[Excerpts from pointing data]
☆ ☆ ☆ ☆
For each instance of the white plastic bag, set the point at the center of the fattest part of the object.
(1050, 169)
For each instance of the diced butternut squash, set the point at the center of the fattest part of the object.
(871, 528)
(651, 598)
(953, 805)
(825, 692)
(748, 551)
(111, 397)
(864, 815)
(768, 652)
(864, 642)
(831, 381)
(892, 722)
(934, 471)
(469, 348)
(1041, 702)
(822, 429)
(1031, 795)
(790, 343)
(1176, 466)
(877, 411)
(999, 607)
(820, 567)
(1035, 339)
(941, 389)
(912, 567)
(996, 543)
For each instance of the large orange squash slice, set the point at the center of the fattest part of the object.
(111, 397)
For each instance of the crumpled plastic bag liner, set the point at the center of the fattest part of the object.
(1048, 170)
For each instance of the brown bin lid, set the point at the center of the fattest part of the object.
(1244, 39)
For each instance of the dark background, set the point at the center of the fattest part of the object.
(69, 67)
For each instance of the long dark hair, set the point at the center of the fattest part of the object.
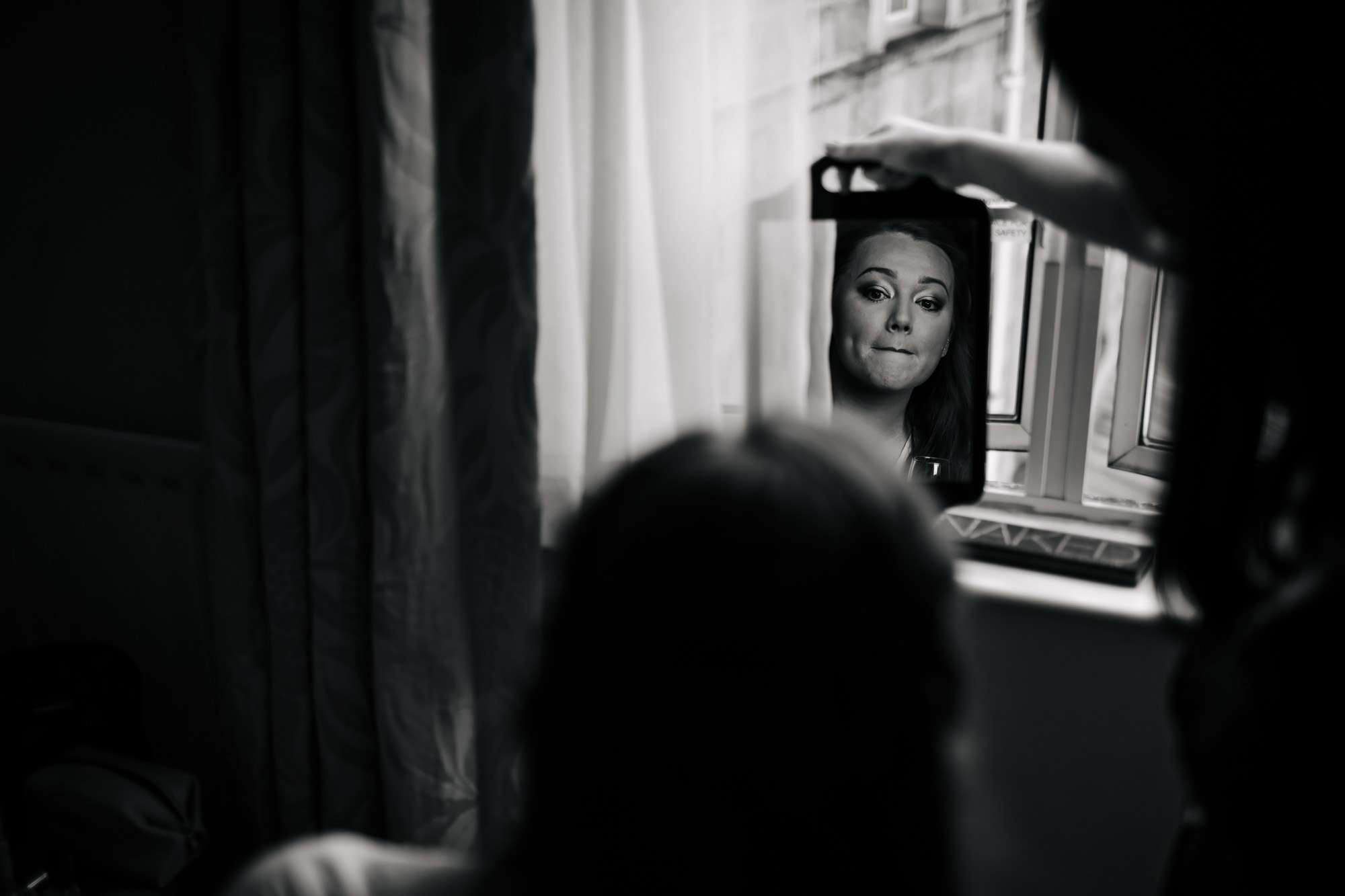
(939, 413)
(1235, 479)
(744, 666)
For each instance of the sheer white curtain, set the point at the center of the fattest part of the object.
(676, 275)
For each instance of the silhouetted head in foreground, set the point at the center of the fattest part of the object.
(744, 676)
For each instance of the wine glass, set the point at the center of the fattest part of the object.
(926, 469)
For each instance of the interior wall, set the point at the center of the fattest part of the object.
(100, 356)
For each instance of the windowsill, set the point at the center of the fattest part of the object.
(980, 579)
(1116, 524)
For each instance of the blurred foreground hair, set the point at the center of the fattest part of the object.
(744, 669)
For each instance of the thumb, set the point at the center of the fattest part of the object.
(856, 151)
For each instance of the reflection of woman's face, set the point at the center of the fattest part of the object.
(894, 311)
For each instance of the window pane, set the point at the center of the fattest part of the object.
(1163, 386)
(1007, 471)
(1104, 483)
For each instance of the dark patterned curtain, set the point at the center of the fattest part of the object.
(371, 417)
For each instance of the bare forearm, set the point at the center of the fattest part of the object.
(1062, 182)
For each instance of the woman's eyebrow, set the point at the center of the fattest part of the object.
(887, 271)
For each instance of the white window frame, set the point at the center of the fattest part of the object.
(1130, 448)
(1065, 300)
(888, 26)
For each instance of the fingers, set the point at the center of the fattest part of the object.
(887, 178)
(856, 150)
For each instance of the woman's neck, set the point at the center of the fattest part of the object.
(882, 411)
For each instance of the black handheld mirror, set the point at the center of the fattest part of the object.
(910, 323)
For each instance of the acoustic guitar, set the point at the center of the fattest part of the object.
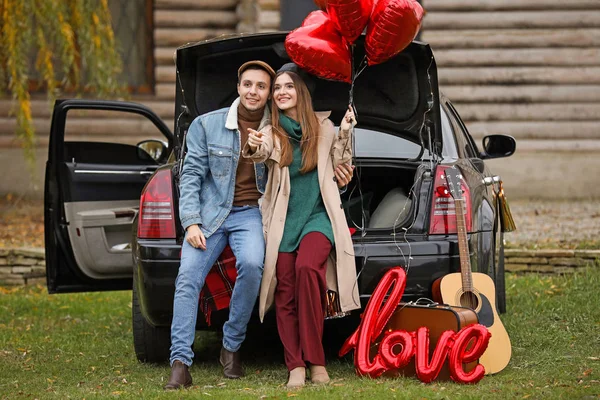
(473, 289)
☆ ☆ ☆ ☆
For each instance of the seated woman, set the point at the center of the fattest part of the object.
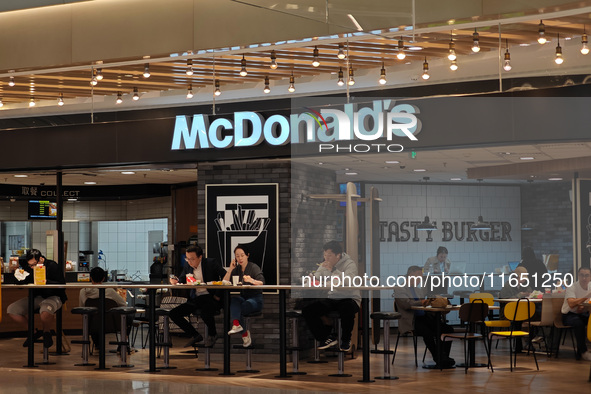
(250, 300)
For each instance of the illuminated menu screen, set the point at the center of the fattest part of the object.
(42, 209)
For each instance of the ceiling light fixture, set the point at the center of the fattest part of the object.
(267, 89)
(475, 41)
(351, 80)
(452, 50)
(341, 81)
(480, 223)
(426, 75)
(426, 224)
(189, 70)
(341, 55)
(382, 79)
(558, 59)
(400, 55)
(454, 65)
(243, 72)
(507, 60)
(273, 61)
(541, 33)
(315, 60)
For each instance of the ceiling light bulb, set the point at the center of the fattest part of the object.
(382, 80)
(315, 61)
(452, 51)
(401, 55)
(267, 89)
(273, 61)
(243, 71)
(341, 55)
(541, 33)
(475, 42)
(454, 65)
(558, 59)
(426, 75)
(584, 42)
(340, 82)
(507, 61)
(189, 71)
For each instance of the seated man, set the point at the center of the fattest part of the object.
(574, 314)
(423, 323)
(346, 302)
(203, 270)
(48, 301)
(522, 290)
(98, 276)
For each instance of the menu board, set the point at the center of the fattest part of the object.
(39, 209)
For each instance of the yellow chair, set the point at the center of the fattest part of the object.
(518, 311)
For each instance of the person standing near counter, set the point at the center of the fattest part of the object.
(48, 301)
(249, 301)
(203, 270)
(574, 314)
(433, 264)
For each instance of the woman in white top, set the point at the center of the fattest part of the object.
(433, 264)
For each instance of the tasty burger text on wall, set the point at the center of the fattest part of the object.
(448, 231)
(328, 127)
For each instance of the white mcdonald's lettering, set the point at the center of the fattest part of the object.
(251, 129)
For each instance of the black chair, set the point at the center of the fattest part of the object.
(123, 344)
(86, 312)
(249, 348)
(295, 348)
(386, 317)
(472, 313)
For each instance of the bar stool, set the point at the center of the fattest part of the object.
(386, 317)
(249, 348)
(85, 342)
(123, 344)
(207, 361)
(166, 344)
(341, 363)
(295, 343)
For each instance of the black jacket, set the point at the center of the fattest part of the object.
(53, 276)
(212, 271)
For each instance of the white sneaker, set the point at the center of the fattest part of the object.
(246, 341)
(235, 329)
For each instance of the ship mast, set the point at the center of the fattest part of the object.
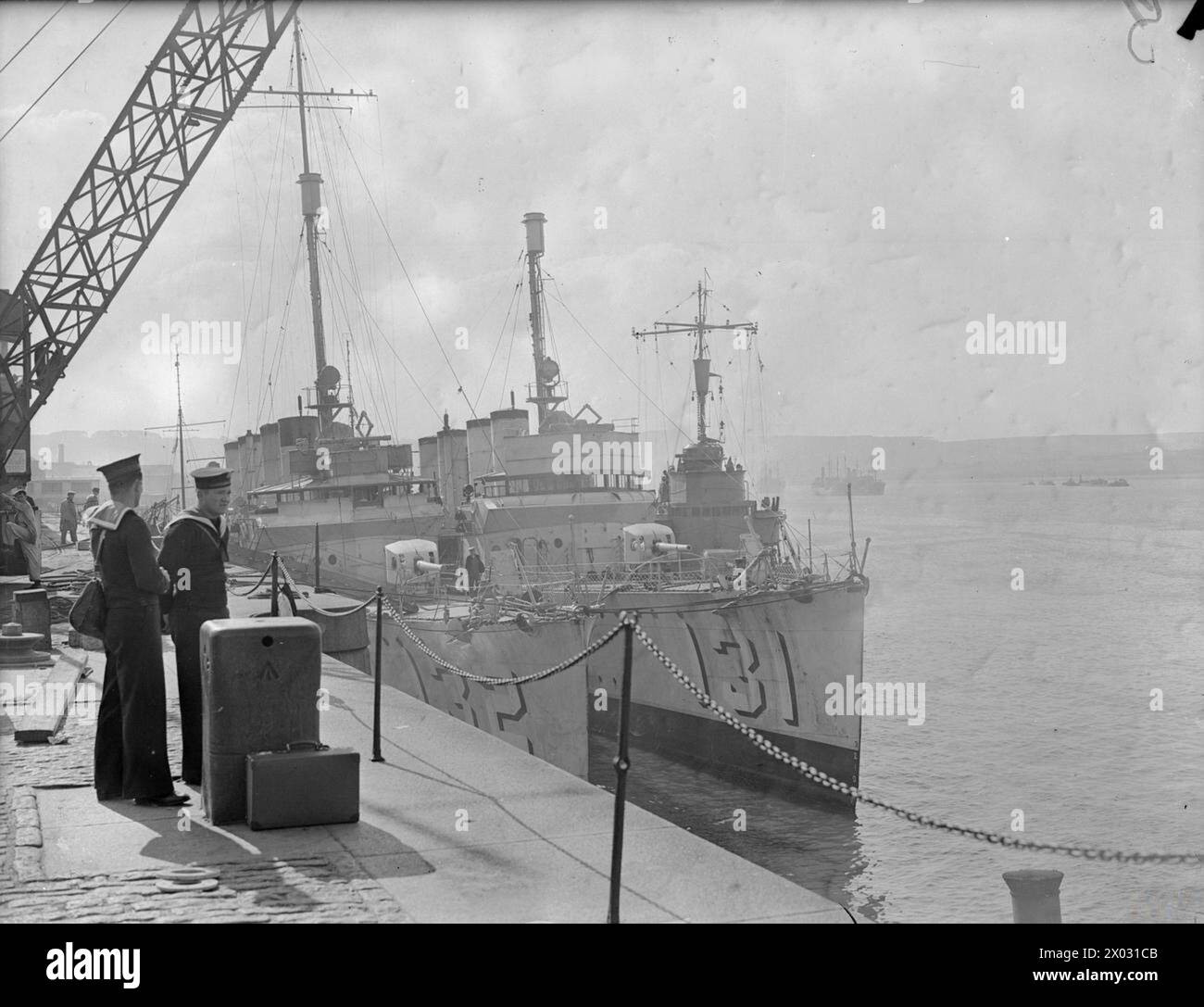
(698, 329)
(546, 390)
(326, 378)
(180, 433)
☆ ☆ ☆ ☆
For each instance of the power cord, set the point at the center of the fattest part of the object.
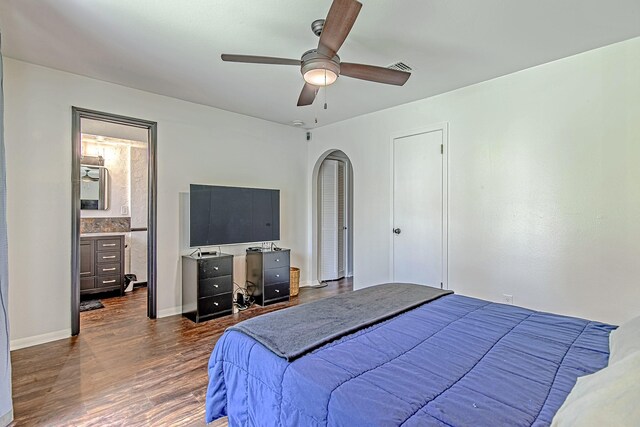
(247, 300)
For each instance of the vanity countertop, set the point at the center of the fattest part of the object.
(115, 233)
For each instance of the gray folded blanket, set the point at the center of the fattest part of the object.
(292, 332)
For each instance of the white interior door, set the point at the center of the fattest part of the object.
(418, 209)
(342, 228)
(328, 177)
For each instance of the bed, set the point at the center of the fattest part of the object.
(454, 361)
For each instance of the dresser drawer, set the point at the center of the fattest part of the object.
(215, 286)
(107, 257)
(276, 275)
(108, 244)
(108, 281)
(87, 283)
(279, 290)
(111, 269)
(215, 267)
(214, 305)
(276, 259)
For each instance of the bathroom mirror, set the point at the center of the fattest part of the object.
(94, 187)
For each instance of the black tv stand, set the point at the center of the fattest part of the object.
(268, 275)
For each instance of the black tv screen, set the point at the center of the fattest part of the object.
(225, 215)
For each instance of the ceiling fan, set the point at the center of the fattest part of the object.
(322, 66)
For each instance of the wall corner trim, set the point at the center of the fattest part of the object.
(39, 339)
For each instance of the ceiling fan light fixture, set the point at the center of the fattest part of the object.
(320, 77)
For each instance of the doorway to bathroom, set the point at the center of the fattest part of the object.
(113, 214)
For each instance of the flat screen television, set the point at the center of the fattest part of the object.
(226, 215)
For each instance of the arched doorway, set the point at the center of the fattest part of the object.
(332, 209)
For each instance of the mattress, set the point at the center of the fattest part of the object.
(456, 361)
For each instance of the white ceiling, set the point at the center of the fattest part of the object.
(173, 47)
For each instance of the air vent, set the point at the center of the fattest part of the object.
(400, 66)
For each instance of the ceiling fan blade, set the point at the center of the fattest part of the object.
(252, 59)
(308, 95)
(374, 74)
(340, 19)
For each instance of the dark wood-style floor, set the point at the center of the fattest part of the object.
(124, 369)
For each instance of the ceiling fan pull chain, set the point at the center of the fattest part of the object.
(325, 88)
☆ ☆ ☆ ☆
Exercise prompt: Duplicate the lines in the items above, starting with the line containing "For each instance of the white plastic" and ending with the line containing "(1050, 169)", both included.

Task answer:
For each instance of the white plastic bag, set the point at the center of the fattest part of the object.
(1050, 169)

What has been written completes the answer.